• _Instruction_:
Recast every line of the entries below as a Markdown table with the columns "Row" and "Line", numbering the rows in order and leaving out blank lines.

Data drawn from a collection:
- - -

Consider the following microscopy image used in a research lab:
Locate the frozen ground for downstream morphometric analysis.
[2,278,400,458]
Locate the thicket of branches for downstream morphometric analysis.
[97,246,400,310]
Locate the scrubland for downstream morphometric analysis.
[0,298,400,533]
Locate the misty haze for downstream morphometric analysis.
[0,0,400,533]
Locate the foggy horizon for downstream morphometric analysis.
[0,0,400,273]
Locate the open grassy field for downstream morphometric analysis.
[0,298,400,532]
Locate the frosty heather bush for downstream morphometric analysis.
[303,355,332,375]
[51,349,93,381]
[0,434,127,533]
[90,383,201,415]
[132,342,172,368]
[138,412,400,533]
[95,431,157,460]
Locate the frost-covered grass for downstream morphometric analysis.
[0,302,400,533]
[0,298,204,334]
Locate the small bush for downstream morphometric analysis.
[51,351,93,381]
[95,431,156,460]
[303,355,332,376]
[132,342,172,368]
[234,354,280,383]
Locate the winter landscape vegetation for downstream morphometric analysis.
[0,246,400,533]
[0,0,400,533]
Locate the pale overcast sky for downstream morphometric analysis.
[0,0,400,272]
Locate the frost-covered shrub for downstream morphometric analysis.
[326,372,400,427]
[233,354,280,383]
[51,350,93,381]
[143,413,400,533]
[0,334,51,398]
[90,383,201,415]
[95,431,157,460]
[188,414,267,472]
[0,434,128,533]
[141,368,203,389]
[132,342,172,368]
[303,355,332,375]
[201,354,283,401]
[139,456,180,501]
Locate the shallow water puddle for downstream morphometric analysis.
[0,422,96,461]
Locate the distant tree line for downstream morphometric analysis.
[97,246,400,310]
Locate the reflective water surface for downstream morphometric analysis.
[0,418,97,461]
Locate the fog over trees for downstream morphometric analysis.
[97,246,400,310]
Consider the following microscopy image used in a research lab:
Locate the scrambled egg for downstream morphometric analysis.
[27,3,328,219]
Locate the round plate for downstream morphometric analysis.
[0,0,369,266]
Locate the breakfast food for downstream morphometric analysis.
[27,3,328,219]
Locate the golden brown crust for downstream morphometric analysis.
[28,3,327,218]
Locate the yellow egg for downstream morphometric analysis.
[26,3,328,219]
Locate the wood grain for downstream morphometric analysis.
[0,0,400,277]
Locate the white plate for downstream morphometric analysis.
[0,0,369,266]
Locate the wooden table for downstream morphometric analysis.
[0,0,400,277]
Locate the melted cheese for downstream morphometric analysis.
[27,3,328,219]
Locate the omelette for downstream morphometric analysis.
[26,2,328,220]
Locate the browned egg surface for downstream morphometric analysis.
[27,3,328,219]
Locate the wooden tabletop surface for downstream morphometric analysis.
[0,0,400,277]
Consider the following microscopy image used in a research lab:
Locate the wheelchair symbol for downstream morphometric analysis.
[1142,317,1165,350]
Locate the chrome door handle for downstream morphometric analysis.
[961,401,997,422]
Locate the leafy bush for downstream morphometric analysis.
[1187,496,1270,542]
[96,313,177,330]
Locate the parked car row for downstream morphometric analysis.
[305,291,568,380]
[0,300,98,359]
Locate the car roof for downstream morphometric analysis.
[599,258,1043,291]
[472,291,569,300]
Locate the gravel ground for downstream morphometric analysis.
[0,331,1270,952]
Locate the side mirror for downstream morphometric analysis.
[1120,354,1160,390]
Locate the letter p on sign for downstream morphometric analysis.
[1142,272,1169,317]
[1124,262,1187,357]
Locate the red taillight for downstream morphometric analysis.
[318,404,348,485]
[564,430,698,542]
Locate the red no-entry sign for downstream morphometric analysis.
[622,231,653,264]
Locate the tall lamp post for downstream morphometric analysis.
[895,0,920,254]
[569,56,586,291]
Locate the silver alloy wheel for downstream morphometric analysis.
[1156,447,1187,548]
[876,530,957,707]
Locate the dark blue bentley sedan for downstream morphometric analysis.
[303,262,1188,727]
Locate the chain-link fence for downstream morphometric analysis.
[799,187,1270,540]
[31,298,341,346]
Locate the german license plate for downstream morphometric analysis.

- - -

• _Response to the exercise_:
| Row | Line |
|---|---|
| 1 | Consider the following microscopy image used in a research lab: |
| 2 | Locate the frozen ground for downstream morphometric analysis. |
| 3 | [2,278,400,458] |
| 4 | Locate the thicket of branches for downstream morphometric analysis. |
| 5 | [97,246,400,310] |
| 6 | Locate the scrubland for downstream morphometric analysis. |
| 7 | [0,298,400,533] |
| 8 | Locate the misty haze for downstream morphometric analysis. |
| 9 | [0,0,400,533] |
| 10 | Locate the foggy horizon for downstream morphometric analysis. |
| 11 | [0,0,400,273] |
| 12 | Locate the open grassy field for downstream morphometric analysis. |
| 13 | [0,298,400,532] |
| 14 | Locate the frosty heather bush for downstream morphometric analysis. |
| 15 | [303,355,332,375] |
| 16 | [51,349,93,381] |
| 17 | [0,434,127,533] |
| 18 | [90,383,201,415] |
| 19 | [132,342,172,368] |
| 20 | [138,412,400,533] |
| 21 | [95,431,157,460] |
| 22 | Locate the frost-covered grass for downstream morphometric analysis. |
| 23 | [0,302,400,533] |
| 24 | [0,298,204,334] |
| 25 | Locate the small bush for downstream morphometric analysis. |
| 26 | [51,351,93,381] |
| 27 | [95,431,156,460] |
| 28 | [303,355,332,376] |
| 29 | [132,342,172,368] |
| 30 | [234,354,280,383] |
| 31 | Locate the winter landscape vegetation for downstream morphometric analysis. |
| 32 | [0,246,400,533] |
| 33 | [0,0,400,533] |
| 34 | Locate the pale overcast sky for downstream morphometric analysis. |
| 35 | [0,0,400,272] |
| 36 | Locate the frost-covered shrub for downstream morphometric analysis. |
| 37 | [326,372,400,427] |
| 38 | [233,354,280,383] |
| 39 | [51,350,93,381] |
| 40 | [143,413,400,533] |
| 41 | [0,334,51,398] |
| 42 | [90,383,201,415] |
| 43 | [95,431,157,460] |
| 44 | [188,414,267,472] |
| 45 | [0,434,128,533] |
| 46 | [141,368,203,389] |
| 47 | [132,342,172,368] |
| 48 | [303,355,332,375] |
| 49 | [201,354,283,401] |
| 50 | [139,456,180,501] |
| 51 | Locate the shallow water puddle for downstream morphometric analysis. |
| 52 | [0,422,96,461] |
| 53 | Locate the distant tree line for downstream morphometric analysis. |
| 54 | [97,246,400,310] |
| 55 | Locate the reflective water surface for downstream morphometric analysis. |
| 56 | [0,418,97,461] |
| 57 | Locate the fog over trees for downstream morphometric analysis. |
| 58 | [97,246,400,310] |
| 59 | Consider the following microscopy image used in a research lab: |
| 60 | Locate the scrambled egg for downstream morphometric analysis. |
| 61 | [27,3,328,219] |
| 62 | Locate the round plate for downstream morphometric analysis. |
| 63 | [0,0,369,266] |
| 64 | Locate the breakfast food for downstream morphometric analysis. |
| 65 | [27,3,328,219] |
| 66 | Locate the golden brown crust for downstream morphometric analysis. |
| 67 | [28,3,327,218] |
| 68 | Locate the yellow egg for downstream morphometric analysis. |
| 69 | [26,3,328,219] |
| 70 | Locate the wood grain for downstream morphometric analysis. |
| 71 | [0,0,400,277] |
| 72 | Locate the white plate for downstream morphometric analysis. |
| 73 | [0,0,369,266] |
| 74 | Locate the wooden table for downstream morphometric analysis. |
| 75 | [0,0,400,277] |
| 76 | Locate the melted cheese for downstream morphometric analysis. |
| 77 | [27,3,328,219] |
| 78 | Locate the omelette for downstream morphometric analysis. |
| 79 | [26,2,328,220] |
| 80 | Locate the browned egg surface for downstream morphometric analysis. |
| 81 | [27,3,328,219] |
| 82 | Locate the wooden tabletop surface for downstream morphometric analysis. |
| 83 | [0,0,400,277] |
| 84 | Consider the following microscopy image used in a research lab: |
| 85 | Locate the wheelchair symbol for downstream morphometric analysis. |
| 86 | [1142,317,1165,350] |
| 87 | Locate the chrome door handle for downstream morphometric analysis. |
| 88 | [961,401,997,422] |
| 89 | Locate the leafy bush for downstream morphometric analysis. |
| 90 | [1187,496,1270,542] |
| 91 | [96,313,177,330] |
| 92 | Locate the parked car row for downstream morphometric analysis. |
| 93 | [305,291,568,380] |
| 94 | [0,300,98,359] |
| 95 | Locate the car roof for downstream morphometric analysis. |
| 96 | [599,258,1043,291] |
| 97 | [472,291,569,300] |
| 98 | Locate the gravel ground for downstream morphometric analysis. |
| 99 | [0,331,1270,952] |
| 100 | Locate the side mirror for downstream morphometric analysis. |
| 101 | [1120,354,1160,390] |
| 102 | Locate the letter p on sign for downstream morphometric analysis. |
| 103 | [1142,272,1169,317] |
| 104 | [1124,262,1187,357] |
| 105 | Locate the red taillight for downstream morphometric analysis. |
| 106 | [318,404,348,485] |
| 107 | [564,430,698,542] |
| 108 | Locate the red no-entry sign for downstream morphometric analysis. |
| 109 | [622,231,653,264] |
| 110 | Locate the tall lamp post for downstream morphometric analysis. |
| 111 | [895,0,920,254] |
| 112 | [569,56,586,291] |
| 113 | Locate the silver alloy wheel for downstream morphometric analysis. |
| 114 | [1156,447,1187,548] |
| 115 | [876,530,957,707] |
| 116 | Locate the dark blue bentley sedan for downstream morphometric analysis. |
| 117 | [303,262,1188,727] |
| 118 | Locate the chain-link fence for downstream morphometric analysis. |
| 119 | [799,187,1270,540] |
| 120 | [31,298,341,346] |
| 121 | Locate the german license plate for downstream morphometric analysis. |